> **Exercise**: Edit the lines below by changing "top-left corner" to "upper-left corner", keeping everything else the same.

> **Boundary labeling items**:
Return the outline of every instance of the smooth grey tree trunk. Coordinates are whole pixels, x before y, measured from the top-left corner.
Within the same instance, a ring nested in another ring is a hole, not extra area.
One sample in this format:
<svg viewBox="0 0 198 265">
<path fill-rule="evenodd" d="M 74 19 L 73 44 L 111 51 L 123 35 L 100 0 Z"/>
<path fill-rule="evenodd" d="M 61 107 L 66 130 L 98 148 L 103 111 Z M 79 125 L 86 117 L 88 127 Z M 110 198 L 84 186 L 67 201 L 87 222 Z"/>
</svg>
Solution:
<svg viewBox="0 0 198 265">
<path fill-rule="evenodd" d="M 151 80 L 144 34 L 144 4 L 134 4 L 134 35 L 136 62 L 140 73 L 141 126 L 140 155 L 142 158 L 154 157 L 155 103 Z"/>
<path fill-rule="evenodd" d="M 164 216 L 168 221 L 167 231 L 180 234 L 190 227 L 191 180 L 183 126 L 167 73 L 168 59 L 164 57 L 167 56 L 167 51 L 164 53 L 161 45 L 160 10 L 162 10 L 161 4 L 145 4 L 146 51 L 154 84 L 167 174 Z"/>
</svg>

> **Problem solution**:
Return the outline of every instance of the smooth grey tree trunk. Coordinates are whole pixels, x before y, measured from the upper-left corner.
Within the same instance, a ring nested in another ring is a hole, not extra area.
One sample in this format:
<svg viewBox="0 0 198 265">
<path fill-rule="evenodd" d="M 74 19 L 73 44 L 111 51 L 123 35 L 100 0 Z"/>
<path fill-rule="evenodd" d="M 61 107 L 66 130 L 98 148 L 103 111 Z M 79 125 L 86 117 L 88 127 Z M 110 198 L 84 186 L 67 201 L 87 222 Z"/>
</svg>
Solution:
<svg viewBox="0 0 198 265">
<path fill-rule="evenodd" d="M 151 80 L 144 34 L 144 4 L 134 4 L 134 35 L 136 62 L 140 73 L 141 126 L 140 155 L 142 158 L 154 157 L 155 103 Z"/>
<path fill-rule="evenodd" d="M 164 216 L 168 221 L 167 231 L 180 234 L 190 227 L 191 180 L 183 126 L 167 73 L 168 59 L 164 57 L 167 56 L 167 51 L 164 53 L 161 45 L 160 10 L 162 10 L 161 4 L 145 4 L 146 51 L 154 84 L 167 174 Z"/>
</svg>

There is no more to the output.